┌──
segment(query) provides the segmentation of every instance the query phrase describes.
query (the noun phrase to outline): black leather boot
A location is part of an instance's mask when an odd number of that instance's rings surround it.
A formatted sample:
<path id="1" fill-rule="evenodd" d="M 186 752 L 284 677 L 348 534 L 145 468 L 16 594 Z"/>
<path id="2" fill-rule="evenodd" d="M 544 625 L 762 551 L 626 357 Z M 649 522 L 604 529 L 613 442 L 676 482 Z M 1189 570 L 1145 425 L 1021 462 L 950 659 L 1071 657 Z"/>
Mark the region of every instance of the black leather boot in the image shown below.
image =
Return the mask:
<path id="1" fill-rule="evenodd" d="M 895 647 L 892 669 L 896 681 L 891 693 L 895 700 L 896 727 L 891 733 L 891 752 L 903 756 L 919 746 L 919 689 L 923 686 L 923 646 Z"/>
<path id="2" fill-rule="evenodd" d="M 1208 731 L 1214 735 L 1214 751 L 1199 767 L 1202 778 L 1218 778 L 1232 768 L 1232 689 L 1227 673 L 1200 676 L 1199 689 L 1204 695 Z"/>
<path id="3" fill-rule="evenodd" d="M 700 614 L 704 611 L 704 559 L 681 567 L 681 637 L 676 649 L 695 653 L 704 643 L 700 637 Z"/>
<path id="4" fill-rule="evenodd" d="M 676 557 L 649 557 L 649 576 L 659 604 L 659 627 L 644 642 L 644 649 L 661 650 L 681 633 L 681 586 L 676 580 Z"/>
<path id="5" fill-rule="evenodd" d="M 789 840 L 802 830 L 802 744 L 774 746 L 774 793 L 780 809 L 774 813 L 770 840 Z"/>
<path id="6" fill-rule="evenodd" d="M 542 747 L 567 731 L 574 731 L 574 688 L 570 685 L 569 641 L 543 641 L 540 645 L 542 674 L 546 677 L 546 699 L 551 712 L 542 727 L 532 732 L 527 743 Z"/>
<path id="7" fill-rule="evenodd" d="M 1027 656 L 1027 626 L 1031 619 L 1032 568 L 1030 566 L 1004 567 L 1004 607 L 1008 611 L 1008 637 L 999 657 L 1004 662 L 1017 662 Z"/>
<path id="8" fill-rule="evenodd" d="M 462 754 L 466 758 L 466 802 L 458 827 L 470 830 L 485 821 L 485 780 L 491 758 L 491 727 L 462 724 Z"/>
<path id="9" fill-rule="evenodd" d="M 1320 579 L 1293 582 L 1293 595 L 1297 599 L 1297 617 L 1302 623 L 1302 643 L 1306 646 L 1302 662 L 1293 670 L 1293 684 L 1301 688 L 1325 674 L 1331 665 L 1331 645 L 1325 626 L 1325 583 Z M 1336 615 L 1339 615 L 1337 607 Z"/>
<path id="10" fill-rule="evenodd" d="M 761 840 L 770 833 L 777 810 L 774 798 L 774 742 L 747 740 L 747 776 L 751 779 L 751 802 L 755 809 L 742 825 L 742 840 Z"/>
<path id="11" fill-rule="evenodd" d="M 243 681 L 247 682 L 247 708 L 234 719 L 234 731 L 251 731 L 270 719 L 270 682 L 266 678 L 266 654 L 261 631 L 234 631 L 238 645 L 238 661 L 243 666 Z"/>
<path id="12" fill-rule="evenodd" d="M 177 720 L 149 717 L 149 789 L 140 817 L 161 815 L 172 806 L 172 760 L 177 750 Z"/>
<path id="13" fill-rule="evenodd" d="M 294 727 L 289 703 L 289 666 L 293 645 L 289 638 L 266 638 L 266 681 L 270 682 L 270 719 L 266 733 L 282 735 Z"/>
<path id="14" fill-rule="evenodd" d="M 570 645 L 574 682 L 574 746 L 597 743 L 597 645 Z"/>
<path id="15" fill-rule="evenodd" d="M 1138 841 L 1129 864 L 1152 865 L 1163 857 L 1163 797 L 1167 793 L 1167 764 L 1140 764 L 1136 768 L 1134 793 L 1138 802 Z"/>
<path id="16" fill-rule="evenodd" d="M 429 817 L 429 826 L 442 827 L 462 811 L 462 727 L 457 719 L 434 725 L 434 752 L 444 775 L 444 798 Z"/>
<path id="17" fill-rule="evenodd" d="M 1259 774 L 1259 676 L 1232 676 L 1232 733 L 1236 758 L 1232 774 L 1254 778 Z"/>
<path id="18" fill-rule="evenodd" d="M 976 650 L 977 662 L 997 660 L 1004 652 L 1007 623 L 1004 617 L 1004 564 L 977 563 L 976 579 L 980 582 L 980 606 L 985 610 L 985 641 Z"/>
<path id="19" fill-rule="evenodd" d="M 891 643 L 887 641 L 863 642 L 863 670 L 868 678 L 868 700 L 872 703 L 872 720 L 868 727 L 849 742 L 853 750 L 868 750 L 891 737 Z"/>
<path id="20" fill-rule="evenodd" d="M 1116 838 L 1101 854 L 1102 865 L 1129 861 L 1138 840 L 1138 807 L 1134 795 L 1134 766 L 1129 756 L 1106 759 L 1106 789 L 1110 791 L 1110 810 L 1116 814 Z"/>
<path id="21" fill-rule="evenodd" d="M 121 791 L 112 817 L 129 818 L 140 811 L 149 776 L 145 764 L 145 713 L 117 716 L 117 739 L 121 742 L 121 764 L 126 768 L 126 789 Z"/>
└──
_What is being asked:_
Format the records above as a JSON list of strings, one string per line and blank lines left out. Begin with the first line of the records and continue through the line that contains "462 754 L 466", including that line.

_Written answer:_
[
  "segment(query) provides the segmentation of every instance the query phrase describes.",
  "query (the noun phrase to outline): black leather boot",
  "A location is part of an instance's mask when an odd number of that instance's rings surround it.",
  "A formatted sample:",
  "<path id=\"1\" fill-rule=\"evenodd\" d=\"M 186 752 L 284 677 L 348 534 L 145 468 L 16 594 Z\"/>",
  "<path id=\"2\" fill-rule=\"evenodd\" d=\"M 544 625 L 762 551 L 626 357 Z M 649 522 L 604 529 L 613 442 L 676 482 Z M 1189 570 L 1145 425 L 1021 462 L 950 659 L 1071 657 Z\"/>",
  "Mark the region of every instance of the black leather boot in the image shown below.",
  "image =",
  "Return the mask:",
  "<path id=\"1\" fill-rule=\"evenodd\" d=\"M 895 647 L 892 669 L 896 681 L 891 693 L 895 700 L 896 727 L 891 733 L 891 752 L 903 756 L 919 746 L 919 689 L 923 686 L 923 646 Z\"/>",
  "<path id=\"2\" fill-rule=\"evenodd\" d=\"M 1208 731 L 1214 735 L 1214 751 L 1199 767 L 1202 778 L 1218 778 L 1232 768 L 1232 689 L 1227 673 L 1200 676 L 1199 689 L 1204 695 Z\"/>",
  "<path id=\"3\" fill-rule=\"evenodd\" d=\"M 700 614 L 704 611 L 704 559 L 681 567 L 681 637 L 676 649 L 695 653 L 704 643 L 700 637 Z\"/>",
  "<path id=\"4\" fill-rule=\"evenodd\" d=\"M 676 557 L 649 557 L 649 576 L 659 604 L 659 627 L 644 642 L 644 649 L 661 650 L 681 633 L 681 586 L 676 580 Z\"/>",
  "<path id=\"5\" fill-rule=\"evenodd\" d=\"M 789 840 L 802 830 L 802 744 L 774 746 L 774 793 L 780 809 L 774 813 L 770 840 Z\"/>",
  "<path id=\"6\" fill-rule=\"evenodd\" d=\"M 542 747 L 567 731 L 574 731 L 574 688 L 570 685 L 569 641 L 543 641 L 540 645 L 542 674 L 546 677 L 546 699 L 551 712 L 542 727 L 532 732 L 527 743 Z\"/>",
  "<path id=\"7\" fill-rule=\"evenodd\" d=\"M 1027 656 L 1027 626 L 1031 619 L 1032 568 L 1030 566 L 1004 567 L 1004 607 L 1008 611 L 1008 637 L 999 657 L 1004 662 L 1017 662 Z\"/>",
  "<path id=\"8\" fill-rule=\"evenodd\" d=\"M 462 754 L 466 758 L 466 802 L 458 827 L 470 830 L 485 821 L 485 780 L 491 758 L 491 727 L 462 724 Z\"/>"
]